WORK TO DO:
Reproduce the lines from the beginning of the data records through the line containing "POLYGON ((54 85, 53", both ends included. Multiply every polygon coordinate in the answer by 0.85 and round to whole numbers, with halves rounded up, leaving the request lines unchanged.
** START OF INPUT MATERIAL **
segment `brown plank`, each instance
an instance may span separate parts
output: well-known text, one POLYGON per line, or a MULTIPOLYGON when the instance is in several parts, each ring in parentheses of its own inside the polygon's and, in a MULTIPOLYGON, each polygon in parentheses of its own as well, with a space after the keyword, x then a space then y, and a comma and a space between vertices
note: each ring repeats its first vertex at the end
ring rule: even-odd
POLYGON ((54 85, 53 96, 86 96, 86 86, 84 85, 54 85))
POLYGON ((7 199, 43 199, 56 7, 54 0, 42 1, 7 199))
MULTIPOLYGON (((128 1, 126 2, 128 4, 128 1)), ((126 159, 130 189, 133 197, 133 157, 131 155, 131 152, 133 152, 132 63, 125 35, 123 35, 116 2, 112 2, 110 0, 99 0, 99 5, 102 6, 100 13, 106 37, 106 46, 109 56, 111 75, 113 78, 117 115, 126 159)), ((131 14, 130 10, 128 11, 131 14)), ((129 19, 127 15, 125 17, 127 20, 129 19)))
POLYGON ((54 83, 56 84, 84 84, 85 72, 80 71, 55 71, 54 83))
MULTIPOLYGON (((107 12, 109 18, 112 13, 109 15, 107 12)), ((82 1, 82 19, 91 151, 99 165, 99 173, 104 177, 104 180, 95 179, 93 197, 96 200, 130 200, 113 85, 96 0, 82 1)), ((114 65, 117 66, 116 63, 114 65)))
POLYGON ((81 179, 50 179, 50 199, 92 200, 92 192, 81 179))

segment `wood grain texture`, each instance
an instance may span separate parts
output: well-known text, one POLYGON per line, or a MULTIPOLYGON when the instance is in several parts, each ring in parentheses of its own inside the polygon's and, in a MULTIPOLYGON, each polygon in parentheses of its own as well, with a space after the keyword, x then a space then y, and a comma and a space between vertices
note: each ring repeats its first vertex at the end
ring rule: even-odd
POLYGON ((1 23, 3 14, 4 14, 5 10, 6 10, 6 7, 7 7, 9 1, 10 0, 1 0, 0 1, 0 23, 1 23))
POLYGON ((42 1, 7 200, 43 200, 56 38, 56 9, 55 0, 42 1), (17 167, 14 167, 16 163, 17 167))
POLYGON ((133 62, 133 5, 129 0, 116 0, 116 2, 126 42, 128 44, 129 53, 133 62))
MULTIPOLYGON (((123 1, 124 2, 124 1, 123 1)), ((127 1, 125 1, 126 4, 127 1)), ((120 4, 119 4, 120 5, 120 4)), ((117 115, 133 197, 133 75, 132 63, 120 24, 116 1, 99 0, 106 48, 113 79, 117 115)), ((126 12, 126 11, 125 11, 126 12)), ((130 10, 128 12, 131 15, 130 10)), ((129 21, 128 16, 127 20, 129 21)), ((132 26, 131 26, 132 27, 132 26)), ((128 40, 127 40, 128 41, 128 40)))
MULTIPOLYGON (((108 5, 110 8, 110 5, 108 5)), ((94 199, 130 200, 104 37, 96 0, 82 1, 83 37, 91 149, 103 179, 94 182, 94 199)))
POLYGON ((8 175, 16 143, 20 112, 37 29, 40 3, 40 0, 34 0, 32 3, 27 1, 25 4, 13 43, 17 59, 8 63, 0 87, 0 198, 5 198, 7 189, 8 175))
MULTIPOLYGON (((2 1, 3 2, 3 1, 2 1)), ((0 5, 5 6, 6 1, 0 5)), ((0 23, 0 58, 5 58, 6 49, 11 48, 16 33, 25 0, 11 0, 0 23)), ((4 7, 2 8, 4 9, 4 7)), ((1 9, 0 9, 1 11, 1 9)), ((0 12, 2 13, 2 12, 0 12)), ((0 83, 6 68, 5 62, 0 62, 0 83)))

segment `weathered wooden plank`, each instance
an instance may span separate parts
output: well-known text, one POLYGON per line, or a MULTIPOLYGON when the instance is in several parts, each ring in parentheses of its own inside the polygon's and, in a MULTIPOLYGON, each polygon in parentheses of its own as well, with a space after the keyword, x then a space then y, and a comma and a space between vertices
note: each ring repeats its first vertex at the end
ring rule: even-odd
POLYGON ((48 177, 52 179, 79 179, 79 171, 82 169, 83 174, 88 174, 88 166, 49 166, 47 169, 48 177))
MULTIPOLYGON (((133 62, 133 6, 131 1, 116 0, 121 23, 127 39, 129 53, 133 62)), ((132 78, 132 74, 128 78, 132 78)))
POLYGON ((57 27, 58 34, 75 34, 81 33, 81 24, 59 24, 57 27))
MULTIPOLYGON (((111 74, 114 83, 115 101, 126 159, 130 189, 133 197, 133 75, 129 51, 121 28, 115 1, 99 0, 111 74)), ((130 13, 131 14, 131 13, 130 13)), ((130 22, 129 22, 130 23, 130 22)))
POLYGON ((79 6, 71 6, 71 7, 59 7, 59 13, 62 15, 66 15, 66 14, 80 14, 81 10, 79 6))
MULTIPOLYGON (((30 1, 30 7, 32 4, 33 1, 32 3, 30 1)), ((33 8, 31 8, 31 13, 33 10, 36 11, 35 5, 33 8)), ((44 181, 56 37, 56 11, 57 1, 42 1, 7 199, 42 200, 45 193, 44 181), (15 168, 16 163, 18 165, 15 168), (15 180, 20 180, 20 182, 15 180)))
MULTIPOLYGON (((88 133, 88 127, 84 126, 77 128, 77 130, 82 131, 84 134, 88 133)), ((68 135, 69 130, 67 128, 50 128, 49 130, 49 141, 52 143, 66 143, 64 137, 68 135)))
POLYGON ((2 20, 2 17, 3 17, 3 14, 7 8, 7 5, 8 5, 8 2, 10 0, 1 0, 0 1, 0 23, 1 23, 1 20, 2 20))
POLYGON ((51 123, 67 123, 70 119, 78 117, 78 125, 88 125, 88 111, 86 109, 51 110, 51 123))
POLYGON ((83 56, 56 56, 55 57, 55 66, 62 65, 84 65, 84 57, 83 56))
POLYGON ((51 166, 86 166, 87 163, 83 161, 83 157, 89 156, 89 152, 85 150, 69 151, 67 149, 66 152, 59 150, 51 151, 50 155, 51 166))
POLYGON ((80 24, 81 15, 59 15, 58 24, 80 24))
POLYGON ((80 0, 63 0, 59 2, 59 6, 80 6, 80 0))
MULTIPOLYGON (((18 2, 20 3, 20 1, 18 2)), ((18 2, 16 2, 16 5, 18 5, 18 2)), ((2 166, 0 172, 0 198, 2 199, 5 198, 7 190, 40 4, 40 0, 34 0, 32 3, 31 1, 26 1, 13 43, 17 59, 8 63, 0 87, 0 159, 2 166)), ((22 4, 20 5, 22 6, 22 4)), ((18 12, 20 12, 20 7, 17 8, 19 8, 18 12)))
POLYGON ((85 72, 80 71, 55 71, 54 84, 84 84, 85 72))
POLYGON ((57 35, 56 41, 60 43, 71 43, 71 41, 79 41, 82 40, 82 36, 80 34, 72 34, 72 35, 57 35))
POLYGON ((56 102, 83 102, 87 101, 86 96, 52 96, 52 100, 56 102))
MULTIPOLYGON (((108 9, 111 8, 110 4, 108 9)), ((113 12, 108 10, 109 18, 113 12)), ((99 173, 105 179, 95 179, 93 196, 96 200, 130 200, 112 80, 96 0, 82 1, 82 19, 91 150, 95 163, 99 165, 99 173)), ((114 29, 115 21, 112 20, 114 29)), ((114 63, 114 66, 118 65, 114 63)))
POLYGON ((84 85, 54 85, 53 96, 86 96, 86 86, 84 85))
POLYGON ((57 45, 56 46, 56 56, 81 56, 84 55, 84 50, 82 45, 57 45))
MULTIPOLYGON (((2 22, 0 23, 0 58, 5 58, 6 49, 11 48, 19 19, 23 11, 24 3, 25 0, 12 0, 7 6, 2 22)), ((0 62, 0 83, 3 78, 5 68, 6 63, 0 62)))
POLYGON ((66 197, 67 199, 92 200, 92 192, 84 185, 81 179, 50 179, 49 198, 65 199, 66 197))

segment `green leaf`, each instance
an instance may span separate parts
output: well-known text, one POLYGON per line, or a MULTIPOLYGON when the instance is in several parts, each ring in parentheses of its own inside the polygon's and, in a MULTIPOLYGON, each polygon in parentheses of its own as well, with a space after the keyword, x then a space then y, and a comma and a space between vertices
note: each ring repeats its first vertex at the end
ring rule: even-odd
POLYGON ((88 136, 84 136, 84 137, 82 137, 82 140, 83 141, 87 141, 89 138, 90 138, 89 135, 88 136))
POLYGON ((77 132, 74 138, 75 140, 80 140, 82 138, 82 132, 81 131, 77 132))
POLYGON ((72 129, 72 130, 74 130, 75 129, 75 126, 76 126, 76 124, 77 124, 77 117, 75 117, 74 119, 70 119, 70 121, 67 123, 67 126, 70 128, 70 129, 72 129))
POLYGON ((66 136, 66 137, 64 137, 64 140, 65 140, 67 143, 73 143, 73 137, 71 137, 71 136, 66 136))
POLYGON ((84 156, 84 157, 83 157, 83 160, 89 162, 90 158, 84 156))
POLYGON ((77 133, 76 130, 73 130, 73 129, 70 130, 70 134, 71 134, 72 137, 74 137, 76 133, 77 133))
** END OF INPUT MATERIAL **
SOLUTION TO THE EXERCISE:
segment `brown plank`, each instance
an instance may span separate parts
output: well-known text, one POLYGON per line, or a MULTIPOLYGON when the instance is in several parts, each ring in parentheses of its own inside the polygon's and, in a MULTIPOLYGON, each polygon in parentheses of its own as well, with a space after the keyword, x then a space then y, and a comma and a space between vertices
note: each ring repeats its first vertex at the end
ring rule: even-odd
POLYGON ((46 72, 45 82, 73 82, 73 73, 71 72, 46 72))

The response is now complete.